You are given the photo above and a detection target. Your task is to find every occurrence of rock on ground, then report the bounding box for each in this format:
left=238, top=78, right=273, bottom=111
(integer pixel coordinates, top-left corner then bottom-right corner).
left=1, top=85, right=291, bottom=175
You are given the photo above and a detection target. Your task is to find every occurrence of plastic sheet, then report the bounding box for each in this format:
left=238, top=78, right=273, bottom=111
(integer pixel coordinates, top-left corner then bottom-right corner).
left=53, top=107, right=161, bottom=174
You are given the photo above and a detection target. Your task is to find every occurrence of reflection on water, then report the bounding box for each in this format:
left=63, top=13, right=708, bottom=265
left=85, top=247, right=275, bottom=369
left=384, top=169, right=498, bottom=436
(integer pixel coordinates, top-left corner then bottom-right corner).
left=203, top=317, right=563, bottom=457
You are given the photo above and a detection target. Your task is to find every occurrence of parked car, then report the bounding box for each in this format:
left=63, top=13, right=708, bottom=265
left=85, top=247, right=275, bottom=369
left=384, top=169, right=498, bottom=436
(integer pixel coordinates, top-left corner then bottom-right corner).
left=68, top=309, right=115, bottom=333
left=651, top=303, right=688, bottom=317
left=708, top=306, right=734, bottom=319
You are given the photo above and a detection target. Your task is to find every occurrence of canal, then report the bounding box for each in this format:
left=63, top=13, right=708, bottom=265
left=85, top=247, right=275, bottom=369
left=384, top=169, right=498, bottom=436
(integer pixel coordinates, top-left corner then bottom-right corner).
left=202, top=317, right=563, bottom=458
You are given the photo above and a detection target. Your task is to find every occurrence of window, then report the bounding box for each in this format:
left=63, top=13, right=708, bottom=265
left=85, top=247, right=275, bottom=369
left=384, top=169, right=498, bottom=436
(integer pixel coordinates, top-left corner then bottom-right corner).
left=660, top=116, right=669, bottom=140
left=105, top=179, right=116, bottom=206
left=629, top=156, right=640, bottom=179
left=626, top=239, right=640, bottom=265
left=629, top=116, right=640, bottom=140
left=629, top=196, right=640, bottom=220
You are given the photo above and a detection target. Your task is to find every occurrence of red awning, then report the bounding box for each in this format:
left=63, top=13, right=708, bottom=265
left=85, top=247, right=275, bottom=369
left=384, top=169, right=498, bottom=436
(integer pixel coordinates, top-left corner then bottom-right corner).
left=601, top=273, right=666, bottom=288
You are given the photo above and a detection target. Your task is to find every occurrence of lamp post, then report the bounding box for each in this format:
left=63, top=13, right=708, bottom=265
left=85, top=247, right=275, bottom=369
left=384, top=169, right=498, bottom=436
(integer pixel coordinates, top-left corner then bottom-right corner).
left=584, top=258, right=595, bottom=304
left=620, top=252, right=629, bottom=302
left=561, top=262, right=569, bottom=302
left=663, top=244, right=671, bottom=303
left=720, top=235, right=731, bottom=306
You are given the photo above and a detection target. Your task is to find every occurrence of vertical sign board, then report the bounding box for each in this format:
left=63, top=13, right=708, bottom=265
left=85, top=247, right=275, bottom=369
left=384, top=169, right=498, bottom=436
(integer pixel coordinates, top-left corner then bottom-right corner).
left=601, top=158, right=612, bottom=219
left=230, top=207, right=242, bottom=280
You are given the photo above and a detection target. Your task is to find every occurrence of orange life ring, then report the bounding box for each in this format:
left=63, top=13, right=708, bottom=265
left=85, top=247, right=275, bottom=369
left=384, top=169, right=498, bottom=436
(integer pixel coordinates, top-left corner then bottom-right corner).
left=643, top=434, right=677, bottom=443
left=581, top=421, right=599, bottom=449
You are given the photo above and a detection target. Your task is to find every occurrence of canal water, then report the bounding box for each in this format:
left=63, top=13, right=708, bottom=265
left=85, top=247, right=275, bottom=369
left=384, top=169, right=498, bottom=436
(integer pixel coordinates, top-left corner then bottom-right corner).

EXERCISE DETAILS: Copy all the records above word for word, with every line unchanged.

REPLY TO THE TASK:
You are given the photo above and a detection target. Your task is to find every occurrence of rock on ground, then report the bounding box for each in this format:
left=238, top=78, right=273, bottom=111
(integer pixel coordinates, top-left corner then bottom-right corner).
left=1, top=85, right=291, bottom=175
You are given the photo above and a detection target. Your task is to find every occurrence of plastic sheet, then report the bounding box for each in this format:
left=238, top=78, right=273, bottom=111
(integer pixel coordinates, top-left corner then bottom-right corner).
left=53, top=107, right=161, bottom=174
You are given the photo above and a detection target. Your task is to find every occurrence of reflection on water, then report the bounding box for each in this format:
left=63, top=13, right=708, bottom=265
left=85, top=247, right=275, bottom=369
left=384, top=169, right=498, bottom=436
(integer pixel coordinates, top-left corner then bottom-right corner).
left=203, top=317, right=563, bottom=457
You are given the photo above and a detection target. Your task is to find every occurrence of parked car, then report the bounding box for each in this format:
left=63, top=13, right=708, bottom=265
left=85, top=247, right=275, bottom=369
left=384, top=169, right=498, bottom=436
(integer pixel coordinates, top-left corner then bottom-right corner).
left=68, top=309, right=115, bottom=333
left=651, top=303, right=688, bottom=317
left=708, top=306, right=734, bottom=319
You are given the photo above and a detection target. Your task is to find every occurrence of canal, then report the bounding box for each in this format:
left=63, top=13, right=708, bottom=265
left=85, top=247, right=275, bottom=369
left=384, top=169, right=498, bottom=436
(integer pixel coordinates, top-left corner then bottom-right corner).
left=202, top=317, right=563, bottom=458
You are given the photo above and a detection target. Your task is to find every occurrence of window, then report the bounding box for each in this format:
left=63, top=13, right=708, bottom=265
left=85, top=247, right=275, bottom=369
left=384, top=169, right=498, bottom=436
(integer pixel coordinates, top-left corner then bottom-right corner).
left=660, top=116, right=669, bottom=140
left=105, top=179, right=116, bottom=206
left=629, top=156, right=640, bottom=179
left=626, top=239, right=640, bottom=265
left=629, top=116, right=640, bottom=140
left=629, top=196, right=640, bottom=220
You are given the photo above and a detection target. Your task is to find every occurrence of red awning, then report the bounding box for each in this format:
left=63, top=13, right=708, bottom=265
left=85, top=247, right=275, bottom=369
left=384, top=169, right=498, bottom=436
(integer pixel coordinates, top-left corner then bottom-right corner).
left=601, top=273, right=666, bottom=288
You are given the photo above and a detection target. Your task is to find every occurrence of lamp post, then report the bounding box for each in this format:
left=63, top=13, right=708, bottom=265
left=85, top=247, right=275, bottom=369
left=384, top=169, right=498, bottom=436
(integer pixel coordinates, top-left corner then bottom-right corner).
left=584, top=258, right=595, bottom=304
left=620, top=252, right=629, bottom=302
left=561, top=262, right=569, bottom=302
left=663, top=244, right=671, bottom=303
left=720, top=235, right=731, bottom=306
You are given the photo above and a detection target. Your task is to find every occurrence of vertical sign board, then report the bounding box for each in this format:
left=63, top=13, right=708, bottom=265
left=85, top=247, right=275, bottom=369
left=384, top=169, right=498, bottom=436
(integer pixel coordinates, top-left corner then bottom-right corner).
left=601, top=158, right=612, bottom=219
left=230, top=207, right=242, bottom=280
You are given the photo above and a detection target. Your task is to find every occurrence of orange life ring, then report the bounding box for each in this format:
left=63, top=13, right=708, bottom=265
left=85, top=247, right=275, bottom=369
left=384, top=169, right=498, bottom=436
(integer pixel coordinates, top-left corner then bottom-right corner).
left=643, top=434, right=677, bottom=443
left=581, top=421, right=599, bottom=449
You are given the photo above and a detection target. Your task is to find every occurrence of canal water, then report the bounding box for each in this format:
left=63, top=13, right=708, bottom=265
left=85, top=247, right=275, bottom=369
left=384, top=169, right=498, bottom=436
(integer pixel coordinates, top-left corner then bottom-right corner).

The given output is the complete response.